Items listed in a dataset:
-- -- --
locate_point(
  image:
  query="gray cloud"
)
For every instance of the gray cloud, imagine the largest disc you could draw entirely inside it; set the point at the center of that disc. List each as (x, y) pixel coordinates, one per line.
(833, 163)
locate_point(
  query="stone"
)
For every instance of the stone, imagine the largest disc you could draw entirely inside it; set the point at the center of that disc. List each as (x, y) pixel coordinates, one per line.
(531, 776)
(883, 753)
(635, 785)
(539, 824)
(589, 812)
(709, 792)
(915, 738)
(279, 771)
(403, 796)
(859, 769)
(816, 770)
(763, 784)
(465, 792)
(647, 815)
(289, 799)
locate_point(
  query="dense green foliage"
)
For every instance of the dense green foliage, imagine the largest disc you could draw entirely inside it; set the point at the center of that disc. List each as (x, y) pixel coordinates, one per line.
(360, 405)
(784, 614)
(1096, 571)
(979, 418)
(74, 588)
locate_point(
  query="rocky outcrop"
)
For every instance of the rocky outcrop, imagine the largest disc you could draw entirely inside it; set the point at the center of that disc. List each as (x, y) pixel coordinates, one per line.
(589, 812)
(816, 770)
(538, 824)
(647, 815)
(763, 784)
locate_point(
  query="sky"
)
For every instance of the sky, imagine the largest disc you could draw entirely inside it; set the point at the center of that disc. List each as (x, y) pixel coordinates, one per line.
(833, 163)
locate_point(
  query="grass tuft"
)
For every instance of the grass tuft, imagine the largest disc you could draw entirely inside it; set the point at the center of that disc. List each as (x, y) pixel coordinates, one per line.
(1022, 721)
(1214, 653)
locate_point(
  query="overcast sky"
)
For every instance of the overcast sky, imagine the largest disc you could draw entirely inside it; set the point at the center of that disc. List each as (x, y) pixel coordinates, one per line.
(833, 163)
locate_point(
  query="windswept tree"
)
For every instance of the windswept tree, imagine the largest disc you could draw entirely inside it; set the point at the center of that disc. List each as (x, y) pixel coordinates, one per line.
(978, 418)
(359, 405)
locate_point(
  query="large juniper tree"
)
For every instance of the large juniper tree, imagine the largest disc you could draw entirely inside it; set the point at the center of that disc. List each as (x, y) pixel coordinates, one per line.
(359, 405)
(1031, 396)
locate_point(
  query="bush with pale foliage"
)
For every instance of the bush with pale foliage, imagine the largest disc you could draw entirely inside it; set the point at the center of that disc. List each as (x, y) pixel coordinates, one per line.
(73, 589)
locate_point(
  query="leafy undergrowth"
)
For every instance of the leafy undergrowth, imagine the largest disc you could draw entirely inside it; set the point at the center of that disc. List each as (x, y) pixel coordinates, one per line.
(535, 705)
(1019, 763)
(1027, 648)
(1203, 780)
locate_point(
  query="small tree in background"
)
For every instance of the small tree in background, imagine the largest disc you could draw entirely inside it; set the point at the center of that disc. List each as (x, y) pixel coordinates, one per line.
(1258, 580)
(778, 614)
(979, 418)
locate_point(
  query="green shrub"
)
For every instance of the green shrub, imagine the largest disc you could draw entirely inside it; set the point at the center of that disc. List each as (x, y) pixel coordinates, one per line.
-- -- --
Task statement: Beginning with the first line and ending with the last, restate the data word for word.

Answer section:
locate_point(
  image:
  query="gray cloud"
)
For every instance of the gray cloud, imagine the largest disc you could draw entirely inside it; set the point at the center of that disc. List each as (x, y) pixel coordinates, one per line.
(833, 163)
locate_point(
  query="stone"
)
For every instance of the stone, imagine the largest disc you could draw entirely inside it; set the point at the center of that disc. List each as (x, y) pixel coordinates, one per line.
(531, 776)
(883, 753)
(635, 785)
(539, 824)
(589, 812)
(709, 792)
(915, 738)
(279, 771)
(403, 796)
(859, 769)
(816, 770)
(763, 784)
(465, 792)
(647, 815)
(289, 799)
locate_point(
  query="dense green foliage"
)
For every instance of the dense green foliage, imagine the largest disc you could draw entirely inside it; set the point at the center of that disc. List each as (x, y) pixel coordinates, one per line.
(360, 405)
(784, 614)
(1096, 571)
(979, 418)
(74, 588)
locate_point(
  query="rocky outcrop"
)
For every instance of the rocky outcrop, imagine the largest disc you could draw entirely inside it; set the point at the center of that disc. List each as (x, y) pixel coordinates, one per line.
(589, 812)
(816, 770)
(538, 824)
(647, 815)
(763, 784)
locate_point(
  query="sky"
)
For every instance of the sky, imagine the largest disc you could draw entirely inside it; set the point at the center of that disc. List each as (x, y) pixel coordinates, one per line.
(833, 163)
locate_point(
  query="grass tuft"
)
For every instance of the grass tuft, imagine the largest disc you could draw entirely inside it; set the point at the center of that disc. List each as (x, y) pixel coordinates, one per line.
(1022, 721)
(1214, 653)
locate_point(
  query="overcast sky"
)
For every instance of the overcast sky, imagine the largest disc you could draw entirely inside it; set the point at the center of that disc. List each as (x, y) pixel coordinates, one per line.
(833, 163)
locate_point(
  query="windswept tree"
)
For every instance of the windswept tree, imagine the largest disc you could draw entirely inside it; set the point at the center of that disc. List each as (x, y) pixel coordinates, one per line.
(978, 418)
(359, 405)
locate_point(
  query="large juniper tree"
)
For every instance of the large juniper tree, imagine the largest disc you could draw entirely inside it; set the point at the center of that disc. List each as (x, y) pixel coordinates, one per line.
(359, 405)
(1031, 396)
locate_point(
  query="bush with pale foliage"
)
For every instance of the bush with pale foliage, imagine the largest disc you could draw entirely inside it; set the point at the center of that disc. List each as (x, y) pixel coordinates, one per line.
(73, 589)
locate_point(
  query="leafy undergrowth"
)
For every instance of the leafy undergrowth, imagine the largest disc you could draw entirely inside it; set the point at the center of that disc. List each as (x, y) pixel coordinates, one per line.
(535, 705)
(1019, 763)
(1027, 648)
(1203, 780)
locate_point(
  query="small tree in background"
)
For every instance of the small tree in background, imagine the largest disc you could draw entirely inside it; set the point at the center of that disc. List each as (x, y) pixel coordinates, one per line.
(1258, 580)
(778, 614)
(979, 418)
locate_point(
  query="green shrub"
)
For every instance of the green shrub, imagine the largest disc you could draw entirely inside it; set the point at the center of that disc. List each as (x, y) pixel coordinates, one per line.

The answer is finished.